* **INSTRUCTIONS TO FOLLOW**: Return every line of the entries that includes the word "below".

* **ENTRIES SUPPLIED**:
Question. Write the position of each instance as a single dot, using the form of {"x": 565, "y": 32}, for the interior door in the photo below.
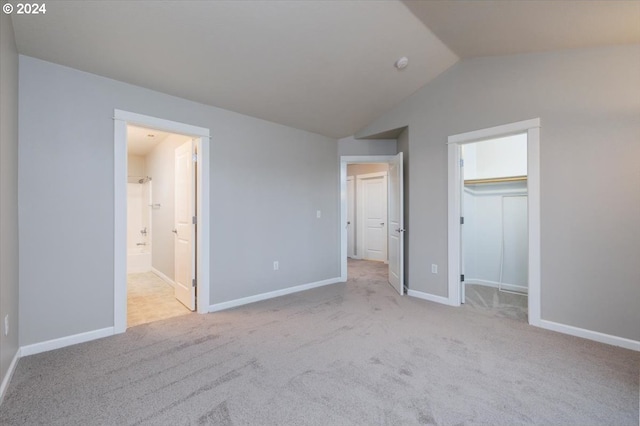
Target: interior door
{"x": 374, "y": 215}
{"x": 185, "y": 231}
{"x": 396, "y": 224}
{"x": 351, "y": 225}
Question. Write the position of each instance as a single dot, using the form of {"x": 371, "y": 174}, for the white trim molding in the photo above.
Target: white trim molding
{"x": 590, "y": 335}
{"x": 202, "y": 136}
{"x": 7, "y": 378}
{"x": 270, "y": 295}
{"x": 62, "y": 342}
{"x": 430, "y": 297}
{"x": 532, "y": 129}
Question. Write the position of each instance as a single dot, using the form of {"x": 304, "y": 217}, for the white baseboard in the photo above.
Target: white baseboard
{"x": 271, "y": 294}
{"x": 9, "y": 375}
{"x": 589, "y": 334}
{"x": 163, "y": 277}
{"x": 62, "y": 342}
{"x": 495, "y": 284}
{"x": 431, "y": 297}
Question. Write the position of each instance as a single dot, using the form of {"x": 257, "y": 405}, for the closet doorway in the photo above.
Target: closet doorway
{"x": 457, "y": 220}
{"x": 494, "y": 226}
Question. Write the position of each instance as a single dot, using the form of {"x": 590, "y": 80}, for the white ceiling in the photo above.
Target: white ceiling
{"x": 319, "y": 65}
{"x": 489, "y": 27}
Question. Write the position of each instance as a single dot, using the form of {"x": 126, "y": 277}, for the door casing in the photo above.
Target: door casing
{"x": 344, "y": 161}
{"x": 202, "y": 137}
{"x": 455, "y": 142}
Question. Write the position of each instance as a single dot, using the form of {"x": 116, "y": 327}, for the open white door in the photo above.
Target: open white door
{"x": 372, "y": 218}
{"x": 396, "y": 224}
{"x": 351, "y": 215}
{"x": 185, "y": 229}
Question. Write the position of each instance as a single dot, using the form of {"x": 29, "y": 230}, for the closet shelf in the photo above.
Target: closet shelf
{"x": 495, "y": 180}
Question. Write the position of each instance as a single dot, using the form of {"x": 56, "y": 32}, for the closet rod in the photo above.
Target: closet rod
{"x": 495, "y": 180}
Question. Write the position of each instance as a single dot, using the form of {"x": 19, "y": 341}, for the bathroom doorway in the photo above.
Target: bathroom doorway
{"x": 152, "y": 199}
{"x": 162, "y": 211}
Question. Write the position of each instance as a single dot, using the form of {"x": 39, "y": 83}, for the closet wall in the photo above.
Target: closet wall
{"x": 495, "y": 211}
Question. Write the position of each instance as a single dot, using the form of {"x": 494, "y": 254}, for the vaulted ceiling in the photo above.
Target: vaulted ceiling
{"x": 319, "y": 65}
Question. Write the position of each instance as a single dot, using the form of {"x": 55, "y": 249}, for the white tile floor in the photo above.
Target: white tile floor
{"x": 149, "y": 298}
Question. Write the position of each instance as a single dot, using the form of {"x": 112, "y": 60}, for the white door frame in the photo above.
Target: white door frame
{"x": 344, "y": 161}
{"x": 455, "y": 142}
{"x": 360, "y": 222}
{"x": 351, "y": 213}
{"x": 202, "y": 136}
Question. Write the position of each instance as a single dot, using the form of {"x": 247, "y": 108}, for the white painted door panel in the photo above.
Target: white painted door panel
{"x": 351, "y": 224}
{"x": 184, "y": 227}
{"x": 374, "y": 204}
{"x": 396, "y": 224}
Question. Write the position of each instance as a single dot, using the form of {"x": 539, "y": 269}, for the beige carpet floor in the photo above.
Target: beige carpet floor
{"x": 345, "y": 354}
{"x": 149, "y": 299}
{"x": 491, "y": 301}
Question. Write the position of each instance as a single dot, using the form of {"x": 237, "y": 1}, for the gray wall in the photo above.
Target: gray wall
{"x": 403, "y": 146}
{"x": 352, "y": 146}
{"x": 267, "y": 181}
{"x": 8, "y": 193}
{"x": 161, "y": 167}
{"x": 589, "y": 103}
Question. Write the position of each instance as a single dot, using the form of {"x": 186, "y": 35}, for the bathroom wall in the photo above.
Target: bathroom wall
{"x": 160, "y": 166}
{"x": 136, "y": 165}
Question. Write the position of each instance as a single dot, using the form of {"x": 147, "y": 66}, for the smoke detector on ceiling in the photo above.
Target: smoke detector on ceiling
{"x": 402, "y": 63}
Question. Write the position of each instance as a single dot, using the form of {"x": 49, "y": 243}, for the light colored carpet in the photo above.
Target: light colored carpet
{"x": 149, "y": 298}
{"x": 497, "y": 303}
{"x": 345, "y": 354}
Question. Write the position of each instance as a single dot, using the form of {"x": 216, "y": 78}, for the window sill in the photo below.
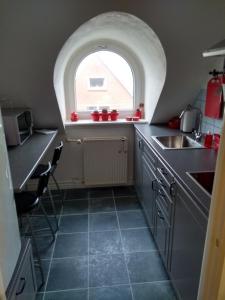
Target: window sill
{"x": 102, "y": 123}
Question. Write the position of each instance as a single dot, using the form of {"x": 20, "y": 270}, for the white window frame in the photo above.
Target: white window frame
{"x": 95, "y": 46}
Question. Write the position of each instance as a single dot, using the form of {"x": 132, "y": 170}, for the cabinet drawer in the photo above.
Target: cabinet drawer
{"x": 162, "y": 233}
{"x": 23, "y": 283}
{"x": 166, "y": 179}
{"x": 166, "y": 205}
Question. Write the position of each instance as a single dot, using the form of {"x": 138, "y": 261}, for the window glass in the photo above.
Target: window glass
{"x": 103, "y": 79}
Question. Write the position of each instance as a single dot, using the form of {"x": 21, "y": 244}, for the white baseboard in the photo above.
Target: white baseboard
{"x": 67, "y": 184}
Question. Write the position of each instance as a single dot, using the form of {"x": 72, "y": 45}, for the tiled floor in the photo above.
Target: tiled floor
{"x": 103, "y": 250}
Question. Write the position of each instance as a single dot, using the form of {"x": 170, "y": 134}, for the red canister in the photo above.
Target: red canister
{"x": 208, "y": 140}
{"x": 95, "y": 115}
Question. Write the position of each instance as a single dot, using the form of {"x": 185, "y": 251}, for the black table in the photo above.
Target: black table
{"x": 24, "y": 158}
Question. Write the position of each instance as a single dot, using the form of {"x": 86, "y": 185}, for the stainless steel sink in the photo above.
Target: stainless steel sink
{"x": 204, "y": 179}
{"x": 177, "y": 142}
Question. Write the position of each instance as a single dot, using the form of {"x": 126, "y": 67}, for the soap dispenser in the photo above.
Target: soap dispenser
{"x": 188, "y": 119}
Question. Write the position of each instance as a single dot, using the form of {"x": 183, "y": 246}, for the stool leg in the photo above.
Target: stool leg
{"x": 47, "y": 220}
{"x": 36, "y": 249}
{"x": 53, "y": 208}
{"x": 57, "y": 186}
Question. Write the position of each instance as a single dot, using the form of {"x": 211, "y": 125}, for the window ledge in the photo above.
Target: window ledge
{"x": 102, "y": 123}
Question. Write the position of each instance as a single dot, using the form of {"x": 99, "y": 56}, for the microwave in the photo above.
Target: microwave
{"x": 17, "y": 124}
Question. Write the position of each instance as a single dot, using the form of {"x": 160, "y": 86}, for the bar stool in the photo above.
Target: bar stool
{"x": 39, "y": 170}
{"x": 26, "y": 202}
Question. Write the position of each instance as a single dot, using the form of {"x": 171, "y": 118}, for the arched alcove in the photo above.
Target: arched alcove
{"x": 127, "y": 36}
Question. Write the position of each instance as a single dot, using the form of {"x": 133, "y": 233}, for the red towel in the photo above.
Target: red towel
{"x": 214, "y": 98}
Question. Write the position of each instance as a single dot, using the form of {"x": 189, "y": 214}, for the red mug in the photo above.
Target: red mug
{"x": 74, "y": 116}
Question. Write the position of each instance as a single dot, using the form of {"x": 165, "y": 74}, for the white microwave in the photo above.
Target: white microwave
{"x": 17, "y": 124}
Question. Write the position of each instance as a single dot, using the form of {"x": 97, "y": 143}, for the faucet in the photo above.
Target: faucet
{"x": 198, "y": 132}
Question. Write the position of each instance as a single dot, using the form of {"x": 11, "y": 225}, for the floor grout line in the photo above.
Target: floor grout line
{"x": 131, "y": 290}
{"x": 88, "y": 279}
{"x": 108, "y": 286}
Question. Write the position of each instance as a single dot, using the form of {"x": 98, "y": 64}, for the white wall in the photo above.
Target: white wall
{"x": 33, "y": 32}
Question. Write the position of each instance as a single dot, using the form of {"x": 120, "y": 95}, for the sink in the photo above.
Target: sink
{"x": 204, "y": 179}
{"x": 177, "y": 142}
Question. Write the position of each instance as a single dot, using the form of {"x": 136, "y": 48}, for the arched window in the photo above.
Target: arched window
{"x": 125, "y": 38}
{"x": 104, "y": 79}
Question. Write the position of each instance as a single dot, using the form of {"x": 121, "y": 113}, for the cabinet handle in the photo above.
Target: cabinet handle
{"x": 22, "y": 284}
{"x": 161, "y": 193}
{"x": 159, "y": 213}
{"x": 161, "y": 182}
{"x": 153, "y": 185}
{"x": 172, "y": 192}
{"x": 162, "y": 170}
{"x": 139, "y": 144}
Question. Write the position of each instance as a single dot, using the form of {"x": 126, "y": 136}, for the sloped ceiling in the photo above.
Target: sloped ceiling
{"x": 33, "y": 32}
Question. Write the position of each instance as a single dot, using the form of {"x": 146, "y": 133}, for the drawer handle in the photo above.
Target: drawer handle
{"x": 159, "y": 213}
{"x": 161, "y": 193}
{"x": 162, "y": 170}
{"x": 161, "y": 182}
{"x": 22, "y": 284}
{"x": 153, "y": 188}
{"x": 172, "y": 192}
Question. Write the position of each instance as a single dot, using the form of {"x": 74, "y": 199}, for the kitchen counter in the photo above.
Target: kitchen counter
{"x": 182, "y": 161}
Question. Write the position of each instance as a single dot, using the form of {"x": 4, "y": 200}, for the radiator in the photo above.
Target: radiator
{"x": 105, "y": 161}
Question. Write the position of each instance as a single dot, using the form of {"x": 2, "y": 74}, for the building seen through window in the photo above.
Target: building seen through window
{"x": 104, "y": 79}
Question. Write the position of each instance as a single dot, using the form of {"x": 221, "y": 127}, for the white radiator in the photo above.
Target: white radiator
{"x": 105, "y": 161}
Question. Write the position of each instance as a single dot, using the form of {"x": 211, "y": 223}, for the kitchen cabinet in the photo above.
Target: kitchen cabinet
{"x": 178, "y": 224}
{"x": 138, "y": 165}
{"x": 189, "y": 231}
{"x": 148, "y": 192}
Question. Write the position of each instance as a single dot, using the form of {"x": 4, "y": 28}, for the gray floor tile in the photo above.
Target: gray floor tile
{"x": 122, "y": 292}
{"x": 145, "y": 267}
{"x": 72, "y": 194}
{"x": 137, "y": 240}
{"x": 39, "y": 222}
{"x": 108, "y": 242}
{"x": 101, "y": 205}
{"x": 74, "y": 223}
{"x": 67, "y": 295}
{"x": 39, "y": 296}
{"x": 75, "y": 207}
{"x": 69, "y": 245}
{"x": 48, "y": 208}
{"x": 127, "y": 203}
{"x": 124, "y": 191}
{"x": 45, "y": 246}
{"x": 68, "y": 273}
{"x": 106, "y": 270}
{"x": 153, "y": 291}
{"x": 100, "y": 192}
{"x": 103, "y": 221}
{"x": 45, "y": 266}
{"x": 132, "y": 219}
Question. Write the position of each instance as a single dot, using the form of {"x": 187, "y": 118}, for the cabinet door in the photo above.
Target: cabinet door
{"x": 148, "y": 195}
{"x": 188, "y": 245}
{"x": 138, "y": 165}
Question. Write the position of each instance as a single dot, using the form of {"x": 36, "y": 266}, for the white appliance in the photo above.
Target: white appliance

* **ANSWER SPACE**:
Question. Write the position of each instance as a single dot, using the form of {"x": 565, "y": 32}, for the interior door in the photo below.
Question. Write the position of each instance as a single dot, using the form of {"x": 216, "y": 78}, for the window sill in the photo below.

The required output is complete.